◆ **Exercise instructions**
Word for word, repeat each of the records below.

◆ **Records supplied**
_ _ _
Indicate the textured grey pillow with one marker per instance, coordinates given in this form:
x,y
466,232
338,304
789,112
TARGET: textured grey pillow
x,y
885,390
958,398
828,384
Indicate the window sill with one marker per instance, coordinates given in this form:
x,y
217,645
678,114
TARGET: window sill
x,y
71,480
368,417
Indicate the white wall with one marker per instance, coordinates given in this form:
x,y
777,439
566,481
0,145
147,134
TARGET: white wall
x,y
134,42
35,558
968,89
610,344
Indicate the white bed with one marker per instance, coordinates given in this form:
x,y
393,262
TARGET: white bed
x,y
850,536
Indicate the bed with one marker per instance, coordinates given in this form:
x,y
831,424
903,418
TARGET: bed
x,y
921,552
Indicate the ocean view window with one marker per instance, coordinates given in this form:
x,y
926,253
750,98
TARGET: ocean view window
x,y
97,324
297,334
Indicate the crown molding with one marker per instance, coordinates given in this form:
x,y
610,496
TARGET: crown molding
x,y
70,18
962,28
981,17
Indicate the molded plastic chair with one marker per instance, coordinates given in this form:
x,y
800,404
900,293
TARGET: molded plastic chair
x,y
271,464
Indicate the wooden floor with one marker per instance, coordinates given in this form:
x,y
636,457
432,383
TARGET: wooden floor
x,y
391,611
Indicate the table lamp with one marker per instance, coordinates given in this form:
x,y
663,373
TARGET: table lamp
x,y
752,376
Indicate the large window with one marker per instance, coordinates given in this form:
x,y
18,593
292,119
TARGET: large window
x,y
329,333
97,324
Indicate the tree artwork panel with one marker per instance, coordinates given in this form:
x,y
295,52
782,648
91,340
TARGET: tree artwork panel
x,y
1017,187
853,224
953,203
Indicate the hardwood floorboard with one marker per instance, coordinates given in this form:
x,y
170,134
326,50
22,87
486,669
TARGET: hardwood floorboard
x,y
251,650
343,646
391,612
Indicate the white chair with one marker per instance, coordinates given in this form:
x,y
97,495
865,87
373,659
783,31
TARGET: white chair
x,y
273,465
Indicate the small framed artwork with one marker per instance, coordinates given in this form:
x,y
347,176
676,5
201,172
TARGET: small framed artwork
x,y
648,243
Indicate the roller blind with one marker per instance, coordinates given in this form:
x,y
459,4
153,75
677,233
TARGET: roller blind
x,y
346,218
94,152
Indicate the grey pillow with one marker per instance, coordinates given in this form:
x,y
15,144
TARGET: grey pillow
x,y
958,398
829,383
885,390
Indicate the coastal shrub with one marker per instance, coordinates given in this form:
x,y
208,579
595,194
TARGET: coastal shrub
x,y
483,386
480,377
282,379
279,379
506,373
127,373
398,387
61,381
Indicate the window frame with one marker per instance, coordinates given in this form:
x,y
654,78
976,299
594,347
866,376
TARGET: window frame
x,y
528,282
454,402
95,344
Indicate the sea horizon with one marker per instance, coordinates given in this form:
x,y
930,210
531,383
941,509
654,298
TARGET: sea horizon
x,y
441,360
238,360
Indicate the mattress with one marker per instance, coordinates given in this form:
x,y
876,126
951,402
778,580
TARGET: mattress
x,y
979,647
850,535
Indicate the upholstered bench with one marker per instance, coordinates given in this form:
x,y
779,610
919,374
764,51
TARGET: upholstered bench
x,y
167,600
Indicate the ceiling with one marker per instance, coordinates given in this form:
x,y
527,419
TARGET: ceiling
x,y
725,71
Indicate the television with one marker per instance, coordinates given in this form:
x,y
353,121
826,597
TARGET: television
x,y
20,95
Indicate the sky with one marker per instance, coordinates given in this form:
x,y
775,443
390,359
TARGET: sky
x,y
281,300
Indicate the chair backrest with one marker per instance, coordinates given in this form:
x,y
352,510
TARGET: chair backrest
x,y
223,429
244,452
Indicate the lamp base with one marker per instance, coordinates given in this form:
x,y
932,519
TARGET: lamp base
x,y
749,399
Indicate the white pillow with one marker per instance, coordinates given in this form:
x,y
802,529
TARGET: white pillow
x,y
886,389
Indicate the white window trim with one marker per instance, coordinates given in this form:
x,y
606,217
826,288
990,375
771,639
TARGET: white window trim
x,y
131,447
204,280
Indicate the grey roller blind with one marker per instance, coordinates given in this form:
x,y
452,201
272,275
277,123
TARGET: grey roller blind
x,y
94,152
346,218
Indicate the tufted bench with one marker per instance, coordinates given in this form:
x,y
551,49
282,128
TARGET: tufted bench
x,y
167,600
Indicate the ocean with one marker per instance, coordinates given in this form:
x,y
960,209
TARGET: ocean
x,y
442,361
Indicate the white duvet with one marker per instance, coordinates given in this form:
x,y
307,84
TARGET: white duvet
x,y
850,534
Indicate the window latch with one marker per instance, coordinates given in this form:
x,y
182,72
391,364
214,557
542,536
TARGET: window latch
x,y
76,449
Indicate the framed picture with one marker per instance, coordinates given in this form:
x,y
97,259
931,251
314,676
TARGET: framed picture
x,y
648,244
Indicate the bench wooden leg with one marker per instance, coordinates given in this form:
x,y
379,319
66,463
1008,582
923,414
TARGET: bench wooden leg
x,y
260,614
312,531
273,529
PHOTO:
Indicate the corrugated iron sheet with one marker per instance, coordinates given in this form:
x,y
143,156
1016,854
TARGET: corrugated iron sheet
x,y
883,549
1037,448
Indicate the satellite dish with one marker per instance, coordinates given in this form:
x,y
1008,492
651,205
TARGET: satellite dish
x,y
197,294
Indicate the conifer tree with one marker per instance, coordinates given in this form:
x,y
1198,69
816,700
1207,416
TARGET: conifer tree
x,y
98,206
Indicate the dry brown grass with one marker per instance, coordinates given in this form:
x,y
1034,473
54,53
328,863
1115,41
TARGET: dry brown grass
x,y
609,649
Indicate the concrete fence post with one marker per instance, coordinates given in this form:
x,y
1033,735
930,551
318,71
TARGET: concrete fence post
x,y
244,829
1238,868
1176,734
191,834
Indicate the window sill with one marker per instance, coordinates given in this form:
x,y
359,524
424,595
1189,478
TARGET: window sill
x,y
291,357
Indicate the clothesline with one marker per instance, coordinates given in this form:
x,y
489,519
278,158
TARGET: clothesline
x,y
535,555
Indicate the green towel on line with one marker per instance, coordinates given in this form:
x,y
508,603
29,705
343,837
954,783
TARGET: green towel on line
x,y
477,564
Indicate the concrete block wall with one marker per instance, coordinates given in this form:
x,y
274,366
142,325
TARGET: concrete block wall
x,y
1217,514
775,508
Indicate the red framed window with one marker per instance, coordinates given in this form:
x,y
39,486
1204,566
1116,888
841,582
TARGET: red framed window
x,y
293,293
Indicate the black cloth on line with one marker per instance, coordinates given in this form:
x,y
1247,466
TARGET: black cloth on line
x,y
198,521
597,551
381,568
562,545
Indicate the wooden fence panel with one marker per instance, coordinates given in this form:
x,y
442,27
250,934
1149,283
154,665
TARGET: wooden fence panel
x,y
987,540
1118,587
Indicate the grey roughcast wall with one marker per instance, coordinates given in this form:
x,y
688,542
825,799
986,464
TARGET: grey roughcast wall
_ _ _
◆ **Reply**
Indicate the textured grey pillow with one marker per instance, coordinates given in this form:
x,y
466,232
338,304
789,112
TARGET: textured grey pillow
x,y
885,390
958,398
828,384
Indicate the window sill with one marker per instance, coordinates given in this form:
x,y
217,645
678,114
TARGET: window sill
x,y
71,480
368,417
Indicate the white wall with one marker per instance, coordinates given in this form:
x,y
777,439
566,481
0,145
147,134
TARGET: white wall
x,y
134,42
35,558
968,89
610,344
Indicate the white bed with one marker per instance, coordinates given in this form:
x,y
393,262
TARGET: white bed
x,y
850,536
Indicate the bed with one marker per instance, coordinates given in this form:
x,y
831,424
903,418
TARGET: bed
x,y
921,552
Indicate the ocean view window with one marker per instance, coordinates given in this form:
x,y
926,253
750,98
TARGET: ocean view window
x,y
97,324
297,334
Indicate the crown molding with one marker per instance, coordinates given in this form:
x,y
610,496
TARGET: crown molding
x,y
70,18
962,28
981,17
Indicate the molded plastic chair with one marker per instance, coordinates given in this form:
x,y
800,404
900,293
TARGET: molded plastic chair
x,y
271,464
Indicate the wooden floor with one marker per instance, coordinates given in this form:
x,y
636,457
432,383
TARGET: wooden floor
x,y
391,611
Indicate the table lamp with one marker per instance, coordinates given in this form:
x,y
663,373
TARGET: table lamp
x,y
752,376
Indicate the large window with one marker per instance, coordinates given in this form:
x,y
18,593
292,119
TARGET: large window
x,y
329,333
97,324
Indicate the tree artwork panel with one marker per instance, coordinates given in this form:
x,y
295,52
782,648
91,340
TARGET: tree artwork panel
x,y
1017,187
853,224
953,203
Indicate the hardwood floorboard with one marker per instance, coordinates given in this form:
x,y
170,134
326,50
22,87
486,669
TARGET: hardwood floorboard
x,y
251,650
343,646
391,612
Indicate the white chair with one marker per instance, coordinates given in this form:
x,y
97,495
865,87
373,659
783,31
TARGET: white chair
x,y
273,465
Indicate the small framed artwork with one marker per instance, coordinates given in this form:
x,y
347,176
676,5
201,172
TARGET: small framed artwork
x,y
648,243
Indicate the roller blind with one marker per instance, coordinates given in this form:
x,y
459,4
153,75
677,233
TARGET: roller blind
x,y
346,218
94,152
Indicate the grey pillow with one marker per instance, coordinates given in this form:
x,y
15,144
TARGET: grey pillow
x,y
958,398
829,383
885,390
Indicate the coastal shrub with one marker per instance, coordinates given in this form:
x,y
208,579
595,194
TARGET: coastal shrub
x,y
483,386
480,377
282,379
279,379
506,373
127,373
398,387
61,381
Indicate the window frame with one marker per instance, coordinates given in this form:
x,y
654,78
976,299
594,347
866,376
TARGET: window frame
x,y
528,282
454,402
95,344
Indicate the sea horizon with one marker per instance, coordinates given in this form:
x,y
930,210
531,383
941,509
654,298
TARGET: sea horizon
x,y
441,360
238,360
Indicate the mattress with one marker per instance, coordinates given in this form:
x,y
876,126
951,402
778,580
TARGET: mattress
x,y
979,647
850,535
Indicate the upholstered bench with one marker per instance, coordinates given in this form:
x,y
779,610
919,374
764,51
TARGET: upholstered bench
x,y
167,600
Indicate the ceiling with one marker per instance, coordinates given in this form:
x,y
527,419
TARGET: ceiling
x,y
725,71
Indicate the television with one marker per instance, coordinates given in this form:
x,y
353,121
826,597
TARGET: television
x,y
20,95
Indicate the sky with one marker per instance, coordinates given in this form:
x,y
775,443
390,359
TARGET: sky
x,y
281,300
Indicate the chair backrest with one marker per instance, coordinates given in this form:
x,y
352,510
TARGET: chair backrest
x,y
223,429
244,452
Indicate the lamp base with one marker per instance, coordinates given in this form:
x,y
932,519
TARGET: lamp base
x,y
749,399
Indicate the white pillow with one marker per instance, coordinates given in this form:
x,y
802,529
TARGET: white pillow
x,y
886,389
Indicate the white window trim with one marker per instance, coordinates given in this form:
x,y
606,217
826,288
990,375
771,639
TARGET: white window trim
x,y
131,447
204,280
Indicate the grey roller blind with one marker per instance, coordinates given in this form:
x,y
452,201
272,275
277,123
TARGET: grey roller blind
x,y
94,152
346,218
Indicate the tufted bench with one marker per instance, coordinates given in this form:
x,y
551,49
282,128
TARGET: tufted bench
x,y
167,600
Indicate the ocean with one marker per instance, coordinates given in this form:
x,y
960,209
TARGET: ocean
x,y
442,361
Indicate the white duvet with one marker per instance, coordinates given in this form:
x,y
307,84
TARGET: white duvet
x,y
850,534
Indicate the window latch with one marker per instance, coordinates given in this form:
x,y
182,72
391,364
214,557
542,536
TARGET: window latch
x,y
76,449
Indicate the framed picture with one marker per instance, coordinates given in this form:
x,y
97,259
931,251
314,676
TARGET: framed picture
x,y
648,244
Indicate the bench wooden leg with one marker per instance, coordinates given in this form:
x,y
379,319
66,463
1008,582
923,414
TARGET: bench wooden leg
x,y
260,614
312,531
273,529
PHOTO:
Indicate the corrugated iron sheet with one marker per instance, coordinates given in this form:
x,y
143,156
1016,854
TARGET: corrugated iron sheet
x,y
883,549
1037,448
Indicate the satellite dish with one marker per instance, coordinates given in this form:
x,y
1008,492
651,205
TARGET: satellite dish
x,y
197,294
Indicate the conifer tree with one marker per instance, coordinates given in this form:
x,y
1198,69
816,700
1207,416
TARGET: conifer tree
x,y
98,206
Indicate the dry brown grass with one marker per instance, coordinates given in this form:
x,y
1034,473
54,53
328,863
1115,41
TARGET: dry brown grass
x,y
609,649
Indicate the concrete fence post with one marker per instance, coordinates given in this form:
x,y
1033,735
930,551
318,71
TARGET: concrete fence post
x,y
244,829
1238,868
1176,734
191,834
Indicate the window sill with one marker per instance, coordinates given in this form:
x,y
359,524
424,595
1189,478
TARGET: window sill
x,y
291,357
Indicate the clothesline with one marker per instance, coordinates given in this form:
x,y
489,519
278,158
TARGET: clothesline
x,y
535,555
Indicate the green towel on line with one marker per instance, coordinates given in this form:
x,y
508,603
29,705
343,837
954,783
TARGET: green towel on line
x,y
477,564
Indicate the concrete block wall with one marker per instance, coordinates given in this form:
x,y
274,366
142,325
TARGET: concrete block wall
x,y
1217,514
775,508
Indicate the red framed window with one marker per instance, coordinates given in this form:
x,y
39,486
1204,566
1116,888
841,582
TARGET: red framed window
x,y
293,293
Indicate the black cloth on line with one marker per instance, coordinates given in this form:
x,y
1247,466
TARGET: black cloth on line
x,y
198,521
597,551
381,568
562,545
Indicate the wooden fence panel with one marker per instance, coordinates given in this form:
x,y
442,27
250,934
1149,283
154,665
TARGET: wooden fence panel
x,y
987,540
1118,587
Indicate the grey roughcast wall with one marker per instance, coordinates given in this form:
x,y
688,542
825,799
986,464
TARGET: grey roughcast wall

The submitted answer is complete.